-- START Source excerpt --
This last one, hot air balloons?

bpW

But what is supporting them? Your photo are a highlight of my emails.

Michael C

🙂

chaya1957

My husband went to Malaysia on business around 20 years ago, and I am sure things were quite different. He mentioned that the Chinese were the leaders in business and industry, yet they were required to have a Malay business partner, at least in name. The Malays didn’t like that the Chinese minority had so much power, due in many respects to the fact that the Chinese were more educated and progressive, and also due to the fatalism of Islam, that one doesn’t seek to improve things that are, “inshallah,” the will of God.

Ester

True, In Malacca, there are quaint historical buildings that are both Chinese and Malay architecture, where the Chinese were married to Malays without ‘conversion’, with the Chinese conversing in Malay, bringing forth a unique hybrid culture, and cuisine (rich Peranakan curries) that was slowly dying out, but is being revived.
-- END Source excerpt --
-- START The data --
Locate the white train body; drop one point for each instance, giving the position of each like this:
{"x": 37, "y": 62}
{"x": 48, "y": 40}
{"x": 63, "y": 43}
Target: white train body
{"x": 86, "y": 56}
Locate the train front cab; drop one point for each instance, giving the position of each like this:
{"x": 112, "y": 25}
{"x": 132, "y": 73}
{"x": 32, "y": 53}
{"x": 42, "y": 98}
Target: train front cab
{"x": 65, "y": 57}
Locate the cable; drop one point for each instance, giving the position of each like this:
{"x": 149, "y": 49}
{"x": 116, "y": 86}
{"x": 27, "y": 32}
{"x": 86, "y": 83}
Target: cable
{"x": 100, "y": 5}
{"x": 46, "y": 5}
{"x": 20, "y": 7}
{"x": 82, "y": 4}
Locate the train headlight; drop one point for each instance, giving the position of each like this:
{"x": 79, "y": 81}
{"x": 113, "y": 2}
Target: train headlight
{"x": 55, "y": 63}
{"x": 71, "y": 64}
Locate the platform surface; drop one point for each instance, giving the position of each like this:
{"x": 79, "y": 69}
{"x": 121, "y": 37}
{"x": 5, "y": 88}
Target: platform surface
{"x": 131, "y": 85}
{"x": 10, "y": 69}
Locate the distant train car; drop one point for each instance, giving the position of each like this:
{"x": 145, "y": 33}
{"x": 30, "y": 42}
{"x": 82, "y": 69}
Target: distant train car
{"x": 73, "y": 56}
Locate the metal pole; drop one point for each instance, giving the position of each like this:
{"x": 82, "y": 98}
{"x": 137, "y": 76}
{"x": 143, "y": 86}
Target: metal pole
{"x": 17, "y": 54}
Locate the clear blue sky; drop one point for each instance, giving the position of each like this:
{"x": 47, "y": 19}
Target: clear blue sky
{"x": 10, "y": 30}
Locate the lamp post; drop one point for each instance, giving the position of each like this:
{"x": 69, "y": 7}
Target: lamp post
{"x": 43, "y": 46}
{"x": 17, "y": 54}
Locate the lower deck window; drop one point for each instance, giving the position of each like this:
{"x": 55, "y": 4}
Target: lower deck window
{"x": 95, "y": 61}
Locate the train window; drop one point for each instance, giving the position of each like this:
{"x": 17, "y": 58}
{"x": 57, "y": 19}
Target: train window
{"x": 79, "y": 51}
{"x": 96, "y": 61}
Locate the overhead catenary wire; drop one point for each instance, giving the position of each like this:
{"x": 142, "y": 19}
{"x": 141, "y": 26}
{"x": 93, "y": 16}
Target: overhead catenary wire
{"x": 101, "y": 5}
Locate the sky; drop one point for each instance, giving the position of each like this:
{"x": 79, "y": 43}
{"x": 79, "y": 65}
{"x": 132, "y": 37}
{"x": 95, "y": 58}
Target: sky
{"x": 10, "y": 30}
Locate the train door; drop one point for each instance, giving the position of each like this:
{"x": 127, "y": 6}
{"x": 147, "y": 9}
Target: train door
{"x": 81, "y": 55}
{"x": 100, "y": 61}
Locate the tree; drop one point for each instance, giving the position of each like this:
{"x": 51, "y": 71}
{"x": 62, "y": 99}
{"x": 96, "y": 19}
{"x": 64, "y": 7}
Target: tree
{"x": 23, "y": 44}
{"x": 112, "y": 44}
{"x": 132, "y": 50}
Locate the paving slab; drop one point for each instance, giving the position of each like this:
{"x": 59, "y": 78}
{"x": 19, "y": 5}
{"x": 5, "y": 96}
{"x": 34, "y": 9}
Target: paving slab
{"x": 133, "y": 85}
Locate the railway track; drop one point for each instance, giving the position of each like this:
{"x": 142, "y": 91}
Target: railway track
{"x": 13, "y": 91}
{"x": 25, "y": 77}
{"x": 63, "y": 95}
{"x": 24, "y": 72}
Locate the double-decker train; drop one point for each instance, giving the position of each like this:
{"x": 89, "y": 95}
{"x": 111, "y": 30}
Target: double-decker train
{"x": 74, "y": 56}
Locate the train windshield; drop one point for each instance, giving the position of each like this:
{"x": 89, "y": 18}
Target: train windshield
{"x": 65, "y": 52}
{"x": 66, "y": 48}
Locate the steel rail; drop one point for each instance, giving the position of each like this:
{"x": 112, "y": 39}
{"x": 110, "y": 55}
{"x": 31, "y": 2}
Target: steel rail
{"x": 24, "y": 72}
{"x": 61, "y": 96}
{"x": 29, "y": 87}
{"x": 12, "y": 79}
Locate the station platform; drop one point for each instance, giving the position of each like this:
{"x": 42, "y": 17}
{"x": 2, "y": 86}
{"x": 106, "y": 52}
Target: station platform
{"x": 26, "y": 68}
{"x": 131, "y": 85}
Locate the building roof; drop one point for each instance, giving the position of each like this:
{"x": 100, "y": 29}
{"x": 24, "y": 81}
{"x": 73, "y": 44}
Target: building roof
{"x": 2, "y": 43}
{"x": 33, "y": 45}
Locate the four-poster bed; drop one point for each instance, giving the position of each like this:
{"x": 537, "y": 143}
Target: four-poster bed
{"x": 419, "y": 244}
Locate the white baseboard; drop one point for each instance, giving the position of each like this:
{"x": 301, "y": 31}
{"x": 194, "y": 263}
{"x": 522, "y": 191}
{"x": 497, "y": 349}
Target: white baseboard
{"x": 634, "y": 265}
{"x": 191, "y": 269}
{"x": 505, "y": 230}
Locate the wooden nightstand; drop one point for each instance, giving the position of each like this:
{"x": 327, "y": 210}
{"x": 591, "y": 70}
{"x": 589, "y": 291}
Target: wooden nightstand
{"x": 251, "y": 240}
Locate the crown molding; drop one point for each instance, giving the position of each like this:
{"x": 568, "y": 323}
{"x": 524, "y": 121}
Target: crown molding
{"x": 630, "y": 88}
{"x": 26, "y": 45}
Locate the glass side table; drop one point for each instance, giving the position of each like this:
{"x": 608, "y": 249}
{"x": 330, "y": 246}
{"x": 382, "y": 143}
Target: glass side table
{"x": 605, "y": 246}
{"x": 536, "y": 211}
-- END The data --
**Task 1**
Which lines of the records contain the string "catenary"? Report each of those lines in full.
**Task 2**
Could you continue the comment thread about Malaysia from the point where it stops?

**Exercise output 1**
Locate the overhead catenary wire; drop one point for each instance, giving the position of each like this:
Target: overhead catenary wire

**Exercise output 2**
Ester

The first picture is that of a general, he was known for his strength, bravery, and loyalty to his men. As an individual, he was respected for his honour and righteousness, but was worshiped by the Chinese as the warrior god. He’s an actual historical figure who lived during the latter years of the Han Dynasty (206 BC–220 AD) and died, it is said, in the year 219.
http://www.strippedpixel.com/guan-yu-chinese-god/
It has been known that folks who worship him would develop a violent temper.
Not shocking really.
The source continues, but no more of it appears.